Top of Source passage

Mental health is a leading cause of suicide for adults and kids. Teenagers have struggled with increasing rates of depression, anxiety, and suicidal behavior for much of the past decade. With the losses and disruptions of COVID-19, the onslaught of social media, and escalating gun violence, the youth mental health crisis has exploded.
The American Academy of Pediatrics has declared it a national emergency, and the U.S Surgeon General has issued a public health advisory calling for a comprehensive, coordinated response to the needs of young people.
Racial trauma, discrimination, hostility, and barriers to care have compounded the struggles for young people of color, especially Black children and LGBTQ+ youth.
Julie Kaplow, the executive vice president of trauma and grief programs and policy at the Meadows Mental Health Policy Institute, describes the traumas people experience. Acute Traumas are rare incidents like car accidents, hurricanes, or school shootings. Chronic Trauma is trauma that happens over a long time, such as domestic violence cases, child abuse, poverty, and community violence. Low-income and Black, indiginous people of color (BIPOC) teens are more likely to face chronic trauma compared to their White counterparts or families with livable to high income.

Bottom of Source passage
Top of Data to examine

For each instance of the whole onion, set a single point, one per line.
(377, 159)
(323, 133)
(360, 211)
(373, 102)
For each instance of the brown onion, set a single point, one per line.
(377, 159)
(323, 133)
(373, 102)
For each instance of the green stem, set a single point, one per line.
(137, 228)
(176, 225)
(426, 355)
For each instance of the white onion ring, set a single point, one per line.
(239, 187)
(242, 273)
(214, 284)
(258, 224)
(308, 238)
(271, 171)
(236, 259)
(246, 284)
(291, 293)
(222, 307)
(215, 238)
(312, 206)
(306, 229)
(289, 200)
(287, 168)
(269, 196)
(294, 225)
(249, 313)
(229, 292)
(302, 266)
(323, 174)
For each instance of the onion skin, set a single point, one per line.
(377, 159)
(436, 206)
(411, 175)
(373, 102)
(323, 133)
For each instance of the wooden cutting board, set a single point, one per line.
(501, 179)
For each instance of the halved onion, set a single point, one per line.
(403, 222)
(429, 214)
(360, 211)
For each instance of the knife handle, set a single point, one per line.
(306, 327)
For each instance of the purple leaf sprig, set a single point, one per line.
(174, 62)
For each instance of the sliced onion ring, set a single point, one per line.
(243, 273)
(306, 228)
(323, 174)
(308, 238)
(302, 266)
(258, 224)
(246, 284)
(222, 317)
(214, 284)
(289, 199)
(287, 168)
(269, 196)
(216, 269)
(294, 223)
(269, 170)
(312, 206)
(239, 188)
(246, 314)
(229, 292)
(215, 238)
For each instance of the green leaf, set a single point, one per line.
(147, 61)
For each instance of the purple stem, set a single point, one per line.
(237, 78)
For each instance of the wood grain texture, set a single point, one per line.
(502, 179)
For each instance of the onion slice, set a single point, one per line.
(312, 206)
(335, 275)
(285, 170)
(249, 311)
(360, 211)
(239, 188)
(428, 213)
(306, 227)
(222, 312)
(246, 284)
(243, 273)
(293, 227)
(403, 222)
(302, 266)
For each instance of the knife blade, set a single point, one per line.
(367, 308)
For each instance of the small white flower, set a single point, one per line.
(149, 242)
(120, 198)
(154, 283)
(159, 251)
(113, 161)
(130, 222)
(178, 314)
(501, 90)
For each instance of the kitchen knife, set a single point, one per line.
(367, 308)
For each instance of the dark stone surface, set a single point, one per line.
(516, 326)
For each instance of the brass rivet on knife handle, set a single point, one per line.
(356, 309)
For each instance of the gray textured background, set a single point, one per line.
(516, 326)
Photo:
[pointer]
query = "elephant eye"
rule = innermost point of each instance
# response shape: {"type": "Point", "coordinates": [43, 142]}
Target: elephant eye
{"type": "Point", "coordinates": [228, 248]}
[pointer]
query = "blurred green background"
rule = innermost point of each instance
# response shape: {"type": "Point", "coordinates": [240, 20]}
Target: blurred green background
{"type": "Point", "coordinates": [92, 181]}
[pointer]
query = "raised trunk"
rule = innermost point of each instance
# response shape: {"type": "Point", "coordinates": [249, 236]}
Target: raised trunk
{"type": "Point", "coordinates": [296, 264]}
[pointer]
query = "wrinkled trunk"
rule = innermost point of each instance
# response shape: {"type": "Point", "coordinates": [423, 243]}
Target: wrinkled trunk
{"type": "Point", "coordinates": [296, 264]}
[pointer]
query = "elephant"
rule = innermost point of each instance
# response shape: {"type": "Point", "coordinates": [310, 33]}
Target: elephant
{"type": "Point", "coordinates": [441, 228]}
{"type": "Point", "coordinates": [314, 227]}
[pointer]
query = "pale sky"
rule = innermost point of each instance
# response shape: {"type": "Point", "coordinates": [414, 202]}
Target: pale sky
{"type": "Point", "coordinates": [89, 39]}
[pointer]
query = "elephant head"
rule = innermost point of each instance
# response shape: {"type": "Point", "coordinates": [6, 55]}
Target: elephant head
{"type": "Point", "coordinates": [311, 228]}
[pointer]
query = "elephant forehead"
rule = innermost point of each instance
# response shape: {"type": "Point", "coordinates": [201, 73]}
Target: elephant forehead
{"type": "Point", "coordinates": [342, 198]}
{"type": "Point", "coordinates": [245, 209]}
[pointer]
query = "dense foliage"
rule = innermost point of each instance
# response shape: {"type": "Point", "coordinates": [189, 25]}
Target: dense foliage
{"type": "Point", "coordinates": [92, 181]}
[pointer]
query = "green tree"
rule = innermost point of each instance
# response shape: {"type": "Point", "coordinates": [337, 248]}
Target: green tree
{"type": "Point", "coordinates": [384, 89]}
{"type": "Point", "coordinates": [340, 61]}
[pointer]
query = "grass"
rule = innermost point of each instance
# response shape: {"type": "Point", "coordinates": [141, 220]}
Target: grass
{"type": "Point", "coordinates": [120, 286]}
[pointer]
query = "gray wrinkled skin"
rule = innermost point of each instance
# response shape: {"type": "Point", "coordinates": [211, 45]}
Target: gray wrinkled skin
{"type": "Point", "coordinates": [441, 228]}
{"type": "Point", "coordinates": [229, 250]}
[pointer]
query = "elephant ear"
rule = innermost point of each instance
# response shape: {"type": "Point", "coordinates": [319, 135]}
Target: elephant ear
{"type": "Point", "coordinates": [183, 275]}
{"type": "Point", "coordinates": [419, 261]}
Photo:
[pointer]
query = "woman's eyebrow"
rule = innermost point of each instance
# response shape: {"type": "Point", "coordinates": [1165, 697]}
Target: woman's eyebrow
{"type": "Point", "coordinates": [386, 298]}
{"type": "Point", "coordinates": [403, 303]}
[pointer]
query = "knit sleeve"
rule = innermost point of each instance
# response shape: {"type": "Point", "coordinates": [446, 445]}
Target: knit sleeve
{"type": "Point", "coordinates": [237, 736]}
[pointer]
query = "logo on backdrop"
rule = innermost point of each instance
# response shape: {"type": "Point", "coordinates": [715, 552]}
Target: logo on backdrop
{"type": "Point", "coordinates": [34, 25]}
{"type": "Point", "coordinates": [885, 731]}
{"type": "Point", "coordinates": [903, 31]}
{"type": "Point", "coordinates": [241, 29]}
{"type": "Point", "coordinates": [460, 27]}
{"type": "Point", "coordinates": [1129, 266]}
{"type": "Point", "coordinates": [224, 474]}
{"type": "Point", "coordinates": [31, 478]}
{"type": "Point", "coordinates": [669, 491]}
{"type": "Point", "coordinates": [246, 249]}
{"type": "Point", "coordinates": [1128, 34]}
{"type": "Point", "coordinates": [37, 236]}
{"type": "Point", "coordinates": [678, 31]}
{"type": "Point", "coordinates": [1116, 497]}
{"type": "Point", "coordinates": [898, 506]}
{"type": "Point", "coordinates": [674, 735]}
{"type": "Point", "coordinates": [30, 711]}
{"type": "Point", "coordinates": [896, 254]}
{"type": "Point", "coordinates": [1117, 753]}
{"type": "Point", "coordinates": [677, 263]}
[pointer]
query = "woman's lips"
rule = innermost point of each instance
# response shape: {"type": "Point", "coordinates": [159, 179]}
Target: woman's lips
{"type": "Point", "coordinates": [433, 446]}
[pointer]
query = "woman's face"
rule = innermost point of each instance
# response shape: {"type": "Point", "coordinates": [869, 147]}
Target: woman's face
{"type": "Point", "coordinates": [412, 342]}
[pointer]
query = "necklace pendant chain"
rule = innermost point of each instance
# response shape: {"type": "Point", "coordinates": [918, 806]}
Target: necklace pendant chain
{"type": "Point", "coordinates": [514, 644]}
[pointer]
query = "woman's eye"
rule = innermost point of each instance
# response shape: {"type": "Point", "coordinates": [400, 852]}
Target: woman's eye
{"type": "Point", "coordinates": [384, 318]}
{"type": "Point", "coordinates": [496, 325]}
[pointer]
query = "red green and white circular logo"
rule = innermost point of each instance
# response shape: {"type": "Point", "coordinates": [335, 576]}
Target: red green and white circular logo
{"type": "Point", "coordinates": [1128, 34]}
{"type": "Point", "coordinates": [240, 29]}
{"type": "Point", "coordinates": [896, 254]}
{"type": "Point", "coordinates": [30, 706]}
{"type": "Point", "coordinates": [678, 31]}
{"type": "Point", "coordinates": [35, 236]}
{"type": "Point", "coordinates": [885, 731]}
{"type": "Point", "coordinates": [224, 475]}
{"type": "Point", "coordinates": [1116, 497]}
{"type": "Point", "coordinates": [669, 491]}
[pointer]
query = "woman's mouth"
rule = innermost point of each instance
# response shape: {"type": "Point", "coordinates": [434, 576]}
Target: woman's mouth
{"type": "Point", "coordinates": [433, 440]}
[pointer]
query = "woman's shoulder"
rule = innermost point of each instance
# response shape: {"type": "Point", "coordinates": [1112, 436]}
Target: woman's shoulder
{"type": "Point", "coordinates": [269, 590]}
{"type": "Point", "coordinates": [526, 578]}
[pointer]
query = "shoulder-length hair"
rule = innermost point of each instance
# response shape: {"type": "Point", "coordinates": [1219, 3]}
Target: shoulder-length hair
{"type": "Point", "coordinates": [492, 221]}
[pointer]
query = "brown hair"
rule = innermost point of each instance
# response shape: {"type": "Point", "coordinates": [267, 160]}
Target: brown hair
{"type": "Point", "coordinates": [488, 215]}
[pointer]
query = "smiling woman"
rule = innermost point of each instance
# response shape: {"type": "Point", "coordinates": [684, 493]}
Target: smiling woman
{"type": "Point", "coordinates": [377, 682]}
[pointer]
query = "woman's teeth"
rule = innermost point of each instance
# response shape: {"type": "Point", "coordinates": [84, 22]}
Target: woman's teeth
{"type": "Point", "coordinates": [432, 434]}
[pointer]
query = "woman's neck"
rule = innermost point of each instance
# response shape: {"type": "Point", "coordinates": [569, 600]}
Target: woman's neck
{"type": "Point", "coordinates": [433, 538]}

Bottom of Data to examine

▶ Task directions
Revise the passage on youth mental health: give everything from "Mental health is" down to "crisis has exploded.", with "Teenagers" changed to "Adolescents". The listing comes from a separate source.

▶ Expected answer
Mental health is a leading cause of suicide for adults and kids. Adolescents have struggled with increasing rates of depression, anxiety, and suicidal behavior for much of the past decade. With the losses and disruptions of COVID-19, the onslaught of social media, and escalating gun violence, the youth mental health crisis has exploded.